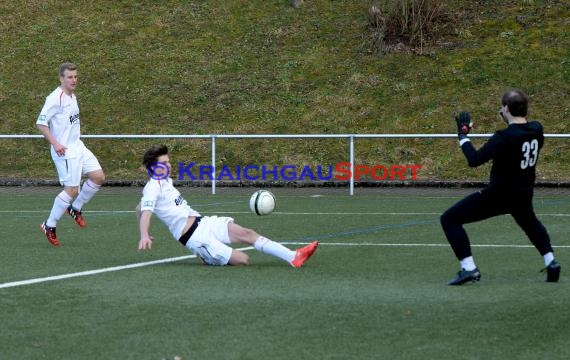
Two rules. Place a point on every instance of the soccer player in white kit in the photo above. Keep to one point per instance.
(208, 237)
(60, 125)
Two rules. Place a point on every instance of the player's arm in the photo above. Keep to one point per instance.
(474, 157)
(43, 122)
(485, 153)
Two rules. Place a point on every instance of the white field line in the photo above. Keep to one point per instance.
(180, 258)
(276, 213)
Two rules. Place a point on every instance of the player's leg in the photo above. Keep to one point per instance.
(475, 207)
(524, 215)
(239, 234)
(296, 258)
(69, 176)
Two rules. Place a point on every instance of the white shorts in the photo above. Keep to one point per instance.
(210, 240)
(70, 170)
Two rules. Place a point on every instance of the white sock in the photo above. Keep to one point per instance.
(60, 205)
(468, 264)
(548, 257)
(88, 190)
(266, 246)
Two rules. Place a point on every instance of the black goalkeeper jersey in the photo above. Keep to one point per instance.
(514, 151)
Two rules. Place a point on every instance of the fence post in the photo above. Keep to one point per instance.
(351, 160)
(213, 164)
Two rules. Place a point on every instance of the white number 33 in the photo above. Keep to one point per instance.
(530, 153)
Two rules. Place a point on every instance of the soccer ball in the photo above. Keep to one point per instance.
(262, 202)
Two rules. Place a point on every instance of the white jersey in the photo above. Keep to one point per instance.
(162, 198)
(61, 114)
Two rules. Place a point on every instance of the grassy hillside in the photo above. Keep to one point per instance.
(253, 67)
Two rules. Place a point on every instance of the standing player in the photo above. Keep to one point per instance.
(514, 152)
(59, 123)
(208, 237)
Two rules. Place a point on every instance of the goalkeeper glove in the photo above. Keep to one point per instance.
(464, 124)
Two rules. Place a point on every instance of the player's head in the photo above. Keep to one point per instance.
(68, 76)
(66, 66)
(516, 101)
(152, 155)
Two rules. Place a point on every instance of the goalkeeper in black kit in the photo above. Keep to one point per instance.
(514, 152)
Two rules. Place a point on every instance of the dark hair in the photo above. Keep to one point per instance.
(517, 101)
(151, 155)
(66, 66)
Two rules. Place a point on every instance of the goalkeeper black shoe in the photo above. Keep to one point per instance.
(465, 276)
(552, 271)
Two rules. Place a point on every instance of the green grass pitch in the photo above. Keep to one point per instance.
(375, 289)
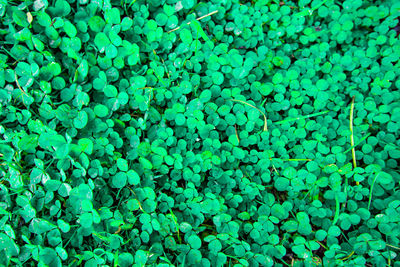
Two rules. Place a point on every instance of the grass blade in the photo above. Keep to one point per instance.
(202, 17)
(353, 150)
(359, 142)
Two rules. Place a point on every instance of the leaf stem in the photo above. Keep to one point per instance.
(200, 18)
(353, 151)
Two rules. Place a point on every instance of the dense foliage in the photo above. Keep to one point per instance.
(188, 133)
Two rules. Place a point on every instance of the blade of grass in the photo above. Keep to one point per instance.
(200, 18)
(353, 151)
(303, 117)
(371, 189)
(337, 211)
(359, 142)
(250, 105)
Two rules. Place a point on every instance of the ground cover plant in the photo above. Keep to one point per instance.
(199, 133)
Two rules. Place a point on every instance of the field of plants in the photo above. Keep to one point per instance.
(199, 133)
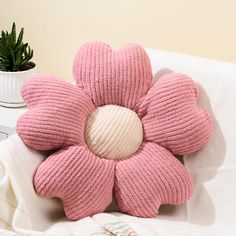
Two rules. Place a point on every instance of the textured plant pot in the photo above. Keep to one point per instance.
(10, 87)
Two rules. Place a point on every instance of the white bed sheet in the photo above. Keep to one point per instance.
(209, 212)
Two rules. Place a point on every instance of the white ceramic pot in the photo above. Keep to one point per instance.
(10, 87)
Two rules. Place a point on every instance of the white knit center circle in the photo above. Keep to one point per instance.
(113, 132)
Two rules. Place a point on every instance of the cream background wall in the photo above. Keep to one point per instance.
(56, 28)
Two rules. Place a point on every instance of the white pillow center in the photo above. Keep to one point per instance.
(113, 132)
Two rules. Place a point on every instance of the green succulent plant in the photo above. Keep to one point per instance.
(15, 55)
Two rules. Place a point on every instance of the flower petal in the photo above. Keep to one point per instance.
(171, 116)
(152, 177)
(109, 76)
(83, 181)
(57, 113)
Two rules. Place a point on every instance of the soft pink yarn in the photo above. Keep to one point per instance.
(173, 124)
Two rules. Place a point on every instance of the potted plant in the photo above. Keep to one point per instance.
(15, 67)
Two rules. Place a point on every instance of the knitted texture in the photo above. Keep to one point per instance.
(80, 121)
(110, 128)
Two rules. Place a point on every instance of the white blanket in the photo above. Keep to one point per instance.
(209, 212)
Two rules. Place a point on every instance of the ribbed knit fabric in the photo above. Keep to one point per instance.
(172, 123)
(57, 113)
(148, 179)
(171, 116)
(77, 176)
(109, 76)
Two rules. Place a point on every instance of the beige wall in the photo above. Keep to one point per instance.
(56, 28)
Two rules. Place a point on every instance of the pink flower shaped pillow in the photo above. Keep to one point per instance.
(115, 133)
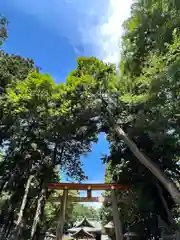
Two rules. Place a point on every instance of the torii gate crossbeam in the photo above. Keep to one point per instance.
(88, 187)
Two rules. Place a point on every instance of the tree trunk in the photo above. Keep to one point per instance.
(153, 167)
(19, 223)
(35, 231)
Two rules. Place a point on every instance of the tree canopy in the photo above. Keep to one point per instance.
(46, 127)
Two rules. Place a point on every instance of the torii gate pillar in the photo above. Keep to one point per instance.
(61, 221)
(117, 222)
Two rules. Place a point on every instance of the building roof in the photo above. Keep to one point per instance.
(109, 225)
(87, 229)
(82, 233)
(84, 222)
(87, 226)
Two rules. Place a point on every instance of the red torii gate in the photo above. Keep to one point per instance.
(89, 188)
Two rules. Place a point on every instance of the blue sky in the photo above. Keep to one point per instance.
(53, 33)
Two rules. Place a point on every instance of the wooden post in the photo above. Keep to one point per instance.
(60, 226)
(117, 222)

-------------------------

Retype everything in the material word for word, minus pictures.

THE SOLUTION -
Two rules. Place a point on every instance of the soccer player in white kit in the photo above. Keep to one point per instance.
(208, 237)
(60, 125)
Two rules. Place a point on every instance of the player's arm in the photo above. Keep to one point per instance.
(474, 157)
(43, 122)
(485, 153)
Two rules. Place a point on every instance of the white field line in the photo above. Keep to one point per instance.
(180, 258)
(276, 213)
Two rules. Place a point on every instance of the player's leg in the photo above. Keep to one point per instance.
(475, 207)
(524, 215)
(239, 234)
(296, 258)
(69, 176)
Two rules. Place a point on every instance of the white shorts in the photo above. Keep to one point per instance.
(210, 240)
(70, 170)
Two rules. Place a point on every instance of the white sock in the photo above. Keep to one point per instance.
(60, 205)
(468, 264)
(548, 257)
(88, 190)
(266, 246)
Two rules. Place a point on every instance of the black goalkeeper jersey in the photo above. Keep to one point per instance.
(514, 151)
Two rules. Place a point on every instance of the fence post in the photo above. Keep to one point per instance.
(351, 160)
(213, 164)
Two rules. Place a point on every instance of the white number 33 in the photo above. Keep to one point per instance.
(530, 153)
Two rules. Place a point on every instance of the soccer ball in the photo above. Keep to one point per instance.
(262, 202)
Two rules. Place a point on every instance of the white jersey in the photo above. Keep to one point per instance.
(162, 198)
(61, 114)
Two rules. Place a point on every instance of the grassy hillside in the photo above. Keep to one point per instance.
(253, 67)
Two rules. Place a point on every instance of the standing player in the photo above. Keep to one point per instance.
(514, 152)
(59, 123)
(208, 237)
Two rules. Place a point on every instance of the goalkeeper glove in the photo above. Keep to one point per instance.
(464, 124)
Two rules. Place a point on every instance of the player's head in the photo above. Keep to one point per instance.
(68, 76)
(66, 66)
(516, 101)
(152, 155)
Two rules. Place a point on every instance of the goalkeeper in black kit in the photo above. Keep to one point per instance.
(514, 152)
Two rules. Place a point on every instance of the dark hair in the photo above. Keep to one point per instance.
(517, 101)
(151, 155)
(66, 66)
Two rules. Place a point on every instance of the goalkeeper black shoe in the photo above. Keep to one point per instance.
(465, 276)
(552, 271)
Two rules. Place a point on every instance of the green grass pitch in the photo above. Keep to one point per instance.
(375, 289)
Two rules. Place a point on every instance of the grass blade in the photo above. Keep to one point per instance.
(202, 17)
(353, 150)
(359, 142)
Two rules. Place a point on every instance of the leaf stem in the photo above. Keep to one point per instance.
(200, 18)
(353, 151)
Two rules. Place a point on every instance of the dense foliage in the photo above. Keep to one point per instance.
(188, 133)
Two rules. Place a point on every instance of the blade of grass in the photo above. Keep to one point per instance.
(200, 18)
(353, 151)
(303, 117)
(371, 189)
(337, 211)
(359, 142)
(250, 105)
Two rules. Place a point on every instance of the ground cover plant in the photo above. Keep to one point per instance.
(199, 133)
Two rules. Place a point on every instance of the field of plants in the photo above. Keep to one point per instance.
(199, 133)
Two rules. Place a point on every instance of the textured plant pot in the photo above. Keep to one point per instance.
(10, 87)
Two rules. Place a point on every instance of the white bed sheet in the photo above. Keep to one point per instance.
(209, 212)
Two rules. Place a point on every instance of the white ceramic pot in the photo above. Keep to one point per instance.
(10, 87)
Two rules. Place a point on every instance of the white knit center circle in the photo above. Keep to one point per instance.
(113, 132)
Two rules. Place a point on every instance of the cream background wall in the photo above. Keep to one point per instance.
(56, 28)
Two rules. Place a point on every instance of the white pillow center in the photo above. Keep to one point per instance.
(113, 132)
Two rules. Place a point on every instance of the green succulent plant in the photo above. Keep to one point per instance.
(15, 55)
Two rules. Place a point on every instance of the flower petal in the photo above. Keep to one point per instance.
(171, 116)
(152, 177)
(109, 76)
(83, 181)
(57, 113)
Two rules. Place a point on every instance of the soft pink yarn in the photo above. Keep to one point per instance.
(173, 124)
Two rules. Place a point on every instance of the potted plant in the photo above. Keep to one point per instance.
(15, 67)
Two rules. Place a point on every instance of the knitted texture in the photo above. Keep to one point per instance.
(80, 121)
(110, 128)
Two rules. Place a point on every instance of the white blanket in the photo above. Keep to one point per instance.
(209, 212)
Two rules. Place a point on every instance of the ribbed knit fabric in the photo above. Keep to one point per instance.
(172, 123)
(57, 113)
(148, 179)
(171, 116)
(77, 176)
(109, 76)
Two rules. Place a point on every instance of the beige wall in the photo above. Keep to one point per instance.
(56, 28)
Two rules. Place a point on every instance of the pink flower shaped pillow in the photo above. Keep to one point per instance.
(115, 133)
Two rules. Place a point on every instance of the torii gate crossbeam in the photo above. Keep to one point per instance.
(88, 187)
Two rules. Place a point on every instance of the tree trunk in the photo above. Keep to one point per instance.
(153, 167)
(19, 223)
(35, 231)
Two rules. Place a point on every instance of the tree canopy in the photo above. Keep to one point per instance.
(46, 127)
Two rules. Place a point on every instance of the torii gate pillar in the photo above. Keep to one point per instance.
(61, 221)
(117, 222)
Two rules. Place a point on every instance of the building roof in the photo above. Keep to one point per instance.
(109, 225)
(87, 229)
(82, 233)
(84, 222)
(87, 226)
Two rules. Place a point on every instance of the red torii gate in the photo above. Keep to one point per instance.
(89, 188)
Two rules. Place a point on every instance of the blue sky in the photo above. Keep to one point per instance.
(53, 33)
Two rules. Place a point on every instance of the wooden post in the photo above. Keep to one point per instance.
(60, 226)
(117, 222)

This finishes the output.